Par conséquent, les caractéristiques b), c) et d) sont des domaines de valeurs fixés quantitativement, alors que la caractéristique a), c'est-à-dire la nature du monomère polyfonctionnel, est définie dans la revendication principale par le nombre de doubles liaisons éthyléniques et abondamment illustrée dans la description (voir page 6, lignes 1 à 21). Il est indubitable qu'un procédé comprenant ces caractéristiques peut être exécuté par un homme du métier, ce que n'a pas contesté la Division d'examen.

5. Toutefois, la Division d'examen a considéré que la description telle que déposée n'enseignait pas à l'homme du métier comment choisir les paramètres requis pour que la préparation de la résine soit invariablement couronnée de succès. Sur ce point, la Division s'appuie en particulier sur les résultats comparatifs faisant partie de la description initiale, résultats qui démontrent que le procédé revendiqué peut occasionnellement manquer son objectif bien que l'on s'en tienne strictement aux caractéristiques revendiquées.

---

## TÂCHE DEMANDÉE A:
Rassemblez chaque ligne des enregistrements qui contient la chaîne "straw", en tenant compte de la casse.
## TÂCHE DEMANDÉE B:
Poursuivez l'extrait sur la Division d'examen à partir de sa dernière phrase, s'il vous plaît.
L'extrait sur la Division d'examen et les enregistrements proviennent de sources distinctes.

Enregistrements de pointage

---

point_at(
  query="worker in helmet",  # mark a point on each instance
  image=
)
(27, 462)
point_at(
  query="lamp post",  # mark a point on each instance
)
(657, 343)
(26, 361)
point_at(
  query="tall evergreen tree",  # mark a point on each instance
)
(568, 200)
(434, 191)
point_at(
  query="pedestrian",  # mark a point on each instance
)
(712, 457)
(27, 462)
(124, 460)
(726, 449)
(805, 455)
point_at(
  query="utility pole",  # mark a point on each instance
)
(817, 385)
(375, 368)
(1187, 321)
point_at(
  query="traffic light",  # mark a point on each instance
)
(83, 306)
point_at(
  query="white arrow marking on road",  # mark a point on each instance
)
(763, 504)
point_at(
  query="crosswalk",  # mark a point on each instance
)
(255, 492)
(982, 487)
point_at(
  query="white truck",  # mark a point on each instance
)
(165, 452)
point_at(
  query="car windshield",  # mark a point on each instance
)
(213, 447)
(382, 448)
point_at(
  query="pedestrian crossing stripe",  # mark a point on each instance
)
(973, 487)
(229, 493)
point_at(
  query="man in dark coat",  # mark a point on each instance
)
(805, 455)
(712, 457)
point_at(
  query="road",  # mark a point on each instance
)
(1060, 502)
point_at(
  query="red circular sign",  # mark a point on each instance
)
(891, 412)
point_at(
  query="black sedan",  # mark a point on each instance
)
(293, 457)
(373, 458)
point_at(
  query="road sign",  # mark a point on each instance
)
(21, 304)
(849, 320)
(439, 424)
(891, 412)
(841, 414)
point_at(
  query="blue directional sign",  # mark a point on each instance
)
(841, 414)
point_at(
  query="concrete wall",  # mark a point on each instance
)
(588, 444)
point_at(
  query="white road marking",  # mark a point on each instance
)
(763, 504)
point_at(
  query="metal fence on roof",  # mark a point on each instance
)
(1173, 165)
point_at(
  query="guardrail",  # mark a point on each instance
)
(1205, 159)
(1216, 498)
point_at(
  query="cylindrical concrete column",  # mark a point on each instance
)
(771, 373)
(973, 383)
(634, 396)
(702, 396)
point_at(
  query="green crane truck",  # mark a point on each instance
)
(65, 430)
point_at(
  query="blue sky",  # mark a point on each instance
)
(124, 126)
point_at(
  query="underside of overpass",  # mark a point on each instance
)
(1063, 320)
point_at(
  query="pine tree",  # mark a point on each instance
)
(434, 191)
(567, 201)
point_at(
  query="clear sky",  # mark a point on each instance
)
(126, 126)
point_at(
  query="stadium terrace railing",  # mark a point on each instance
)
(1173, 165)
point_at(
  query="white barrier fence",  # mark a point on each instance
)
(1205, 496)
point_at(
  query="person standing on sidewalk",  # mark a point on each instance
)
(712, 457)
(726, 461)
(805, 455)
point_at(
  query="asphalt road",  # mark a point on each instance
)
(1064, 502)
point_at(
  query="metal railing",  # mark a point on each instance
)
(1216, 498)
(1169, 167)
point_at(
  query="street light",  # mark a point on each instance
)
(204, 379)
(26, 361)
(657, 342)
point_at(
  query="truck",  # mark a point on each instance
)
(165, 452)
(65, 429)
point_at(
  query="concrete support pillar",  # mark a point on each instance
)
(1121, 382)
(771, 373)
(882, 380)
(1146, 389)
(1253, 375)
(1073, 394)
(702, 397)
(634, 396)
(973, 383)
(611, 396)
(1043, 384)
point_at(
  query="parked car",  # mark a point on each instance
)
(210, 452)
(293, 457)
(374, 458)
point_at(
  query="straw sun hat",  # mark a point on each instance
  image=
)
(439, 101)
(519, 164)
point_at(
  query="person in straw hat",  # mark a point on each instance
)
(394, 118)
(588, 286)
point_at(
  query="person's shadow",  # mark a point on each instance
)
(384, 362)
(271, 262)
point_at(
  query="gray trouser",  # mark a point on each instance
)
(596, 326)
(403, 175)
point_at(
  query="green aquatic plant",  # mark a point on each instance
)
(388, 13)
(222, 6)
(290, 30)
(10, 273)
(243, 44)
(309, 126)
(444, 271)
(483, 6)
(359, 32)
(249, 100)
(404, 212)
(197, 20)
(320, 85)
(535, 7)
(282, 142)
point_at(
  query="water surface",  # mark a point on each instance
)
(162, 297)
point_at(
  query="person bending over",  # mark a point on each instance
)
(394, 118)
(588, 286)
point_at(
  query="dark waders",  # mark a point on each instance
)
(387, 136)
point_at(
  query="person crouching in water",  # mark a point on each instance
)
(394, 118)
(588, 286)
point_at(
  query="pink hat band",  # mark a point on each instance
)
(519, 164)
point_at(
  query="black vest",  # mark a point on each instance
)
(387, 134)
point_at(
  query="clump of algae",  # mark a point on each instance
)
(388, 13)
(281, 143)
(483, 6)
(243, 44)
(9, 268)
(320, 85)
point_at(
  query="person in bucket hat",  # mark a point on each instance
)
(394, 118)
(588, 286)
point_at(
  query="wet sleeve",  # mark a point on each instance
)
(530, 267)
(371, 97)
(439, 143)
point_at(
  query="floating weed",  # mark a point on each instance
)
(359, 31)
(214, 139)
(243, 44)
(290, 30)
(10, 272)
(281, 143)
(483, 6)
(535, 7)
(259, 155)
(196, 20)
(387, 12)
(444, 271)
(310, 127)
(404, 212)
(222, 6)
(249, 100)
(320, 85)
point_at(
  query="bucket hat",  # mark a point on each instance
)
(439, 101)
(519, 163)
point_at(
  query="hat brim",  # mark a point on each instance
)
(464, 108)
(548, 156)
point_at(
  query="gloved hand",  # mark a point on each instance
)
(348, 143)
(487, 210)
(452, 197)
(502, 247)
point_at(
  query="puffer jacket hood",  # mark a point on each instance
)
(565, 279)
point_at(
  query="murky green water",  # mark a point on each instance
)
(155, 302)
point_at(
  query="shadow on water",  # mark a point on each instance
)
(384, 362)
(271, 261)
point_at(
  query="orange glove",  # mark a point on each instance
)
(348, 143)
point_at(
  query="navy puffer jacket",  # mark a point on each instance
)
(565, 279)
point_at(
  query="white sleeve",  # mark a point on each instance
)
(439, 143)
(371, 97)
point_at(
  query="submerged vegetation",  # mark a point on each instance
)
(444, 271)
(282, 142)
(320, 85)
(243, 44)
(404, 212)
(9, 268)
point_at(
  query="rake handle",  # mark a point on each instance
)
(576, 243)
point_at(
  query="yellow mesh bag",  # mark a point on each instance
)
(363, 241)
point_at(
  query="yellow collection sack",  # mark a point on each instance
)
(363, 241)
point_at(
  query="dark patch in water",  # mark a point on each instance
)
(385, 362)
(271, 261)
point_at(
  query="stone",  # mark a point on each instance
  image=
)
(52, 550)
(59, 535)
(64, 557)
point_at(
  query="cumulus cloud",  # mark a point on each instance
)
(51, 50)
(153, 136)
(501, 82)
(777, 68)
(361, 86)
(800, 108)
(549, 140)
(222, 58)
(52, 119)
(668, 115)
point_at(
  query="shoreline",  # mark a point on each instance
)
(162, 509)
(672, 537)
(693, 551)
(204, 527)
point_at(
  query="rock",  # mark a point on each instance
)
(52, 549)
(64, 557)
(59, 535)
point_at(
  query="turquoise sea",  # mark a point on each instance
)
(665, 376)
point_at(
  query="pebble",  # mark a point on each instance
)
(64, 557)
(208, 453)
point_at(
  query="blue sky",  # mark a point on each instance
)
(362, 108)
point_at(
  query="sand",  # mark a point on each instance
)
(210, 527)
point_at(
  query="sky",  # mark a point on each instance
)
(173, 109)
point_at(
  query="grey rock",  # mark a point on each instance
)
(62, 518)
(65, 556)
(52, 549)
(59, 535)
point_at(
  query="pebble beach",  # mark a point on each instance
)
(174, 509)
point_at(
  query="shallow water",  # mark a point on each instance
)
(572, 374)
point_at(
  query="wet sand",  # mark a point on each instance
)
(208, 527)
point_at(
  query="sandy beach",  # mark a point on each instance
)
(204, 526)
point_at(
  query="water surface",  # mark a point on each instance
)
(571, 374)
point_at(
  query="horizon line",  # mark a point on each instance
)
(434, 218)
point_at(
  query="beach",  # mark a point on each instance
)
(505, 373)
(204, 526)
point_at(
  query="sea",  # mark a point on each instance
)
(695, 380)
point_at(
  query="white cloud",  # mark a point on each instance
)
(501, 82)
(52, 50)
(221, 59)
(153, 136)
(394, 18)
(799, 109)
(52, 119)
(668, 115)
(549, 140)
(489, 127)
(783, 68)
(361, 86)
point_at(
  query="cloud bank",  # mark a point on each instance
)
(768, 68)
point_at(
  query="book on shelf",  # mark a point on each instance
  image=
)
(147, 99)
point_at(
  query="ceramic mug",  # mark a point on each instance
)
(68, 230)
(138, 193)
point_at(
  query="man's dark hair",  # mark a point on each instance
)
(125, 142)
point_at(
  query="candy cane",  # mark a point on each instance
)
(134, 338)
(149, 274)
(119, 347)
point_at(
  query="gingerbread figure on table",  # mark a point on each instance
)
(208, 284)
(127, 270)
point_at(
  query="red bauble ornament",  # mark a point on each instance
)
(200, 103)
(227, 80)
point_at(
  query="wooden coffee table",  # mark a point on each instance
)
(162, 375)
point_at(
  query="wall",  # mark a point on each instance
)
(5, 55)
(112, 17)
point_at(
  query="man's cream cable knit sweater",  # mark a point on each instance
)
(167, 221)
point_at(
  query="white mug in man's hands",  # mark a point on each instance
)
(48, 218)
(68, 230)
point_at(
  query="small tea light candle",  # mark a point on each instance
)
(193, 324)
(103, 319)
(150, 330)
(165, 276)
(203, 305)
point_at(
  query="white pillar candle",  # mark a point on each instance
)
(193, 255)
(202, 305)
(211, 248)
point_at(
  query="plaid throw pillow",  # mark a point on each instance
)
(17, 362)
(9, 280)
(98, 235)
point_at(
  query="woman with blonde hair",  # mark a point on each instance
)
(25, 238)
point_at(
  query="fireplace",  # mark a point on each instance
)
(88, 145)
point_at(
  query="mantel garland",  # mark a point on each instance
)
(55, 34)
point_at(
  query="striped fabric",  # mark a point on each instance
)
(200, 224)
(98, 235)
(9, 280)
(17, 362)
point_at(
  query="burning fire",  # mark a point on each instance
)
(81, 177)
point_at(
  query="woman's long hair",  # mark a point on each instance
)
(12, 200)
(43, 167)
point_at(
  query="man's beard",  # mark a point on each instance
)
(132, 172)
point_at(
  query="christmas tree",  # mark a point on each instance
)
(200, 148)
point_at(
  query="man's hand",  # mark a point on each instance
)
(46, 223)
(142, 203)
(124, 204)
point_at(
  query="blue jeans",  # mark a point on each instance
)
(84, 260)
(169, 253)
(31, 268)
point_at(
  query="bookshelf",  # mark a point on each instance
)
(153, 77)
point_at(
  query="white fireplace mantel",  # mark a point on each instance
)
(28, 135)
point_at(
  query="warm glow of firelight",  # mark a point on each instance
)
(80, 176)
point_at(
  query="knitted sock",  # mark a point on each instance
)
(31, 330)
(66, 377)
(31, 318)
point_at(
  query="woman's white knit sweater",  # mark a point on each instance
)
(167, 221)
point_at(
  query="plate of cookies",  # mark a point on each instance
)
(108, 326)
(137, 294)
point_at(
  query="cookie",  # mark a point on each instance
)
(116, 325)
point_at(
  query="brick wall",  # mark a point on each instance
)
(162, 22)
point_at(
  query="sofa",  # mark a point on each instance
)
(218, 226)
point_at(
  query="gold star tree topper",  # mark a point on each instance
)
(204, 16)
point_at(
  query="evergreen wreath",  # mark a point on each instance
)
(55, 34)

---

## RÉSULTAT A:
  query="straw sun hat",  # mark a point on each instance
  query="person in straw hat",  # mark a point on each instance

## RÉSULTAT B:
Sur les 25 essais illustrés dans les tableaux 1 à 4 comprenant des exemples et des exemples comparatifs, 6 essais (n° 12, 13, 14, 17 et 18) ne donnent pas les résines souhaitées, bien que toutes les caractéristiques revendiquées aient été respectées. L'essai 6 ne doit pas ici être pris en compte, car il sort du cadre de l'invention en ce qui concerne la caractéristique c).

6. Toutefois, le manque occasionnel de succès d'un procédé revendiqué ne compromet pas la possibilité de le réaliser au sens de l'article 83 de la CBE, dès lors qu'une expérimentation additionnelle peut encore transformer l'insuccès en réussite, à condition qu'elle ne soit pas excessive et ne nécessite pas une activité inventive. En l'espèce, une telle expérimentation était tout à fait inutile, étant donné que les tableaux 1 et 2 fournissent un enseignement suffisant, pour le lecteur averti, sur la manière de conduire le procédé en cas d'insuccès.

Si l'on considère le tableau 1 de la description (essais 1 à 5), on peut constater que le fait d'augmenter la température de polymérisation (avec réduction simultanée de la durée de polymérisation) diminue à la fois la "teneur en gel" et le "degré de polymérisation" de la "fraction soluble" (la quantité du comonomère polyfonctionnel phthalate de diallyle étant constante). On peut à l'inverse en conclure qu'une réduction de la température de polymérisation entraînerait une augmentation des deux indices susdits de la résine.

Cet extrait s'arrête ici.